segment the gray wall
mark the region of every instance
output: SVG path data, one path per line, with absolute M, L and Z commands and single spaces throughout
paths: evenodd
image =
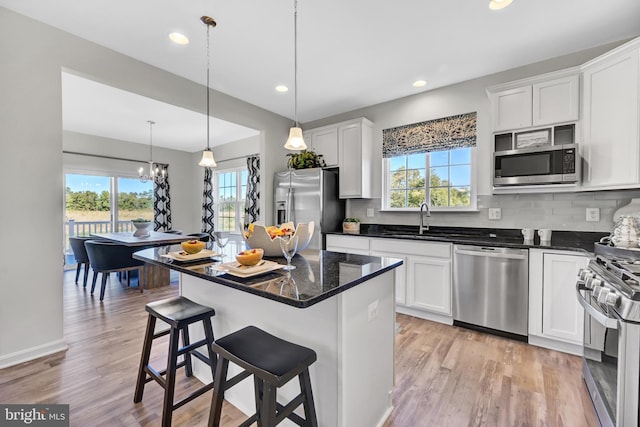
M 486 88 L 537 74 L 560 70 L 583 64 L 588 60 L 614 48 L 622 42 L 531 64 L 525 67 L 493 74 L 475 80 L 420 94 L 349 113 L 327 117 L 304 124 L 304 129 L 337 123 L 357 117 L 366 117 L 374 122 L 373 152 L 374 182 L 382 187 L 382 130 L 410 123 L 476 111 L 477 121 L 477 168 L 478 184 L 477 212 L 434 212 L 429 222 L 442 226 L 467 226 L 490 228 L 552 228 L 555 230 L 610 231 L 613 212 L 640 196 L 638 191 L 564 193 L 536 195 L 492 195 L 491 194 L 491 115 Z M 579 142 L 579 141 L 578 141 Z M 359 217 L 364 223 L 418 225 L 418 214 L 411 212 L 380 211 L 380 194 L 375 199 L 349 200 L 347 214 Z M 487 209 L 500 207 L 502 219 L 489 221 Z M 599 222 L 586 222 L 587 207 L 601 208 Z M 375 216 L 366 216 L 367 208 L 373 208 Z
M 206 113 L 206 106 L 202 102 L 205 88 L 199 84 L 5 8 L 0 8 L 0 52 L 0 200 L 4 207 L 0 224 L 5 242 L 0 248 L 2 367 L 65 347 L 62 70 L 201 113 Z M 271 188 L 273 173 L 286 167 L 283 144 L 291 121 L 219 92 L 212 91 L 211 96 L 212 115 L 261 131 L 263 188 Z M 99 144 L 92 147 L 77 151 L 106 149 Z M 119 148 L 113 152 L 110 148 L 109 154 L 128 157 Z M 158 151 L 159 156 L 164 154 Z M 172 182 L 176 220 L 192 224 L 193 218 L 189 220 L 182 209 L 200 209 L 202 170 L 196 166 L 200 154 L 191 154 L 195 159 L 191 172 L 189 156 L 171 157 L 172 167 L 184 172 L 175 185 Z M 262 194 L 264 205 L 271 206 L 270 192 Z M 37 256 L 16 250 L 24 242 Z

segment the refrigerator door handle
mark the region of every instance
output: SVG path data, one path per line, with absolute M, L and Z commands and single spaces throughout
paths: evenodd
M 293 188 L 289 186 L 287 189 L 287 200 L 285 201 L 285 222 L 293 222 L 295 223 L 295 219 L 293 218 Z

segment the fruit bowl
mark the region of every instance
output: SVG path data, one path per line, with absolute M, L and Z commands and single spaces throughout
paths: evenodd
M 280 235 L 284 229 L 294 230 L 293 236 L 298 236 L 297 252 L 304 250 L 311 242 L 315 223 L 309 221 L 308 224 L 299 223 L 297 227 L 292 222 L 282 224 L 280 227 L 265 227 L 262 224 L 253 223 L 250 231 L 242 233 L 242 237 L 249 248 L 262 248 L 264 256 L 281 257 L 282 249 L 280 248 Z M 251 231 L 251 228 L 253 231 Z M 280 231 L 277 231 L 280 230 Z
M 147 237 L 151 234 L 148 230 L 149 226 L 152 224 L 151 221 L 138 218 L 138 219 L 132 219 L 131 223 L 136 228 L 136 231 L 133 232 L 133 235 L 135 237 Z
M 264 255 L 262 248 L 247 249 L 236 255 L 236 261 L 242 265 L 252 266 L 262 260 L 262 255 Z
M 205 243 L 200 240 L 187 240 L 186 242 L 180 243 L 182 245 L 182 250 L 188 254 L 197 254 L 198 252 L 204 249 Z

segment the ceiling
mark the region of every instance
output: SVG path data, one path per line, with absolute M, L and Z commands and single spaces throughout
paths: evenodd
M 514 0 L 500 11 L 491 11 L 488 3 L 300 0 L 298 121 L 640 35 L 638 0 Z M 293 0 L 0 0 L 0 6 L 201 84 L 206 84 L 206 26 L 200 17 L 209 15 L 218 23 L 211 29 L 211 86 L 293 119 Z M 173 44 L 168 39 L 172 31 L 187 35 L 191 42 Z M 417 79 L 426 80 L 427 86 L 414 88 L 411 83 Z M 278 93 L 274 88 L 279 84 L 291 90 Z M 78 105 L 79 97 L 90 92 L 81 94 L 74 87 L 106 90 L 91 82 L 69 84 L 64 97 Z M 116 91 L 113 102 L 131 102 L 130 94 L 120 95 Z M 154 146 L 158 135 L 159 146 L 201 149 L 206 120 L 201 114 L 180 109 L 167 112 L 167 118 L 183 117 L 190 129 L 201 127 L 201 134 L 190 142 L 177 143 L 162 135 L 162 116 L 155 116 L 155 110 L 141 112 L 142 106 L 153 110 L 153 103 L 145 104 L 148 101 L 140 101 L 135 120 L 113 117 L 109 120 L 117 121 L 103 123 L 91 120 L 102 113 L 83 117 L 78 113 L 86 111 L 86 106 L 65 106 L 65 128 L 74 123 L 77 131 L 98 134 L 100 128 L 105 132 L 120 127 L 122 134 L 113 137 L 148 143 L 146 120 L 153 119 L 158 122 Z M 114 105 L 96 108 L 118 109 Z M 128 121 L 130 131 L 123 126 Z M 223 136 L 215 138 L 219 143 Z

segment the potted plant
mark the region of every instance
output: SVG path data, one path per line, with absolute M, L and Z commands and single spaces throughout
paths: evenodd
M 342 221 L 342 232 L 347 234 L 360 234 L 360 219 L 345 218 Z
M 299 153 L 288 153 L 287 157 L 287 166 L 290 169 L 322 168 L 327 165 L 322 159 L 322 154 L 315 151 L 302 150 Z

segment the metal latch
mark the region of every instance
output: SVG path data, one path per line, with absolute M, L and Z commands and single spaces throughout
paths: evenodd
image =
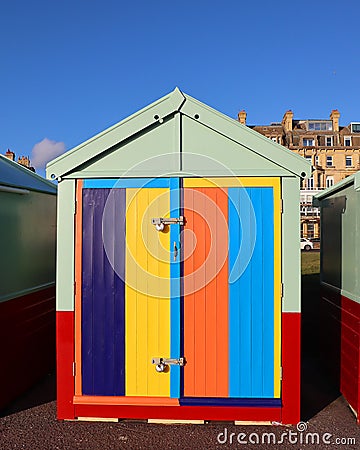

About this exercise
Your answer must be an exact reproduction of all entries, containing no pictures.

Your solution
segment the gray wall
mark the region of every instance
output: SVG path data, one path per line, with absolute M, L and Z commands and single spaces throughout
paths: evenodd
image =
M 486 88 L 537 74 L 560 70 L 583 64 L 588 60 L 614 48 L 622 42 L 531 64 L 525 67 L 493 74 L 475 80 L 420 94 L 349 113 L 327 117 L 304 124 L 304 129 L 337 123 L 357 117 L 366 117 L 374 122 L 373 152 L 374 182 L 382 187 L 382 130 L 410 123 L 476 111 L 477 121 L 477 168 L 478 184 L 477 212 L 434 212 L 429 222 L 442 226 L 467 226 L 490 228 L 552 228 L 555 230 L 610 231 L 613 212 L 640 196 L 638 191 L 564 193 L 536 195 L 492 195 L 491 194 L 491 115 Z M 579 142 L 579 141 L 578 141 Z M 359 217 L 364 223 L 418 225 L 418 214 L 411 212 L 380 211 L 380 194 L 375 199 L 349 200 L 347 214 Z M 487 209 L 500 207 L 502 219 L 489 221 Z M 599 222 L 586 222 L 587 207 L 601 208 Z M 375 216 L 366 216 L 367 208 L 373 208 Z
M 206 113 L 206 106 L 202 102 L 205 88 L 199 84 L 5 8 L 0 8 L 0 52 L 0 200 L 4 207 L 0 224 L 5 242 L 0 248 L 2 367 L 65 347 L 62 70 L 201 113 Z M 271 188 L 273 173 L 286 167 L 283 144 L 291 121 L 219 92 L 212 91 L 211 96 L 212 115 L 261 131 L 263 188 Z M 99 144 L 92 147 L 77 151 L 106 149 Z M 119 148 L 113 152 L 110 148 L 109 154 L 128 157 Z M 158 151 L 159 156 L 164 154 Z M 172 182 L 176 220 L 192 224 L 193 218 L 189 220 L 182 209 L 200 209 L 202 170 L 196 166 L 200 154 L 191 154 L 195 159 L 191 172 L 189 156 L 171 157 L 172 167 L 184 172 L 175 185 Z M 262 194 L 264 205 L 271 206 L 270 192 Z M 37 256 L 16 250 L 24 242 Z

segment the refrigerator door handle
mark the region of every instance
output: SVG path data, one path per line, with absolute M, L and Z commands and single spaces throughout
paths: evenodd
M 293 188 L 289 186 L 287 189 L 287 200 L 285 201 L 285 222 L 293 222 L 295 223 L 295 219 L 293 218 Z

segment the fruit bowl
mark the region of every instance
output: SVG path data, one path per line, with absolute M, L and Z commands and single spaces throughout
paths: evenodd
M 280 235 L 284 229 L 294 230 L 293 236 L 298 236 L 297 252 L 304 250 L 311 242 L 315 223 L 309 221 L 308 224 L 299 223 L 297 227 L 292 222 L 282 224 L 280 227 L 265 227 L 262 224 L 253 223 L 250 231 L 242 233 L 242 237 L 249 248 L 262 248 L 264 256 L 281 257 L 282 249 L 280 248 Z M 251 231 L 251 228 L 253 231 Z M 280 231 L 277 231 L 280 230 Z
M 147 237 L 151 234 L 148 230 L 149 226 L 152 224 L 151 221 L 138 218 L 138 219 L 132 219 L 131 223 L 136 228 L 136 231 L 133 232 L 133 235 L 135 237 Z
M 264 255 L 262 248 L 247 249 L 236 255 L 236 261 L 242 265 L 252 266 L 262 260 L 262 255 Z
M 205 243 L 200 240 L 187 240 L 186 242 L 180 243 L 182 245 L 182 250 L 188 254 L 197 254 L 198 252 L 204 249 Z

segment the ceiling
mark the region of every instance
output: SVG path data, one path per line, with absolute M, L and Z commands and single spaces throughout
paths: evenodd
M 514 0 L 500 11 L 491 11 L 488 3 L 300 0 L 298 121 L 640 35 L 638 0 Z M 293 0 L 0 0 L 0 6 L 201 84 L 206 84 L 206 26 L 200 17 L 209 15 L 218 23 L 211 29 L 211 86 L 293 119 Z M 173 44 L 168 39 L 172 31 L 187 35 L 191 42 Z M 417 79 L 426 80 L 427 86 L 414 88 L 411 83 Z M 278 93 L 274 88 L 279 84 L 291 90 Z M 78 105 L 79 97 L 90 92 L 81 94 L 74 87 L 106 90 L 91 82 L 69 84 L 64 97 Z M 116 91 L 113 102 L 131 102 L 130 94 L 120 95 Z M 154 146 L 158 135 L 159 146 L 201 149 L 206 120 L 201 114 L 180 109 L 167 112 L 167 118 L 183 117 L 190 129 L 201 127 L 201 134 L 190 142 L 177 143 L 162 135 L 162 116 L 155 116 L 155 110 L 141 112 L 142 106 L 153 110 L 153 103 L 145 104 L 148 101 L 140 101 L 135 120 L 113 117 L 109 120 L 117 121 L 103 123 L 91 120 L 102 113 L 83 117 L 78 113 L 86 111 L 86 106 L 65 106 L 65 128 L 74 123 L 77 131 L 98 134 L 100 128 L 105 132 L 120 127 L 122 134 L 113 137 L 148 143 L 146 120 L 153 119 L 158 122 Z M 114 105 L 96 108 L 118 109 Z M 128 121 L 130 131 L 123 126 Z M 223 136 L 215 138 L 219 143 Z

segment the potted plant
mark the region of every instance
output: SVG path data, one path per line, with absolute M, L and Z commands and single spaces throughout
paths: evenodd
M 342 221 L 342 232 L 347 234 L 360 234 L 360 219 L 345 218 Z
M 299 153 L 288 153 L 287 157 L 287 166 L 290 169 L 322 168 L 327 165 L 322 159 L 322 154 L 315 151 L 302 150 Z

segment the metal latch
mark the region of every instance
output: SVG path data, one path per line, with absolute M, L and Z commands and single spaces throughout
paths: evenodd
image =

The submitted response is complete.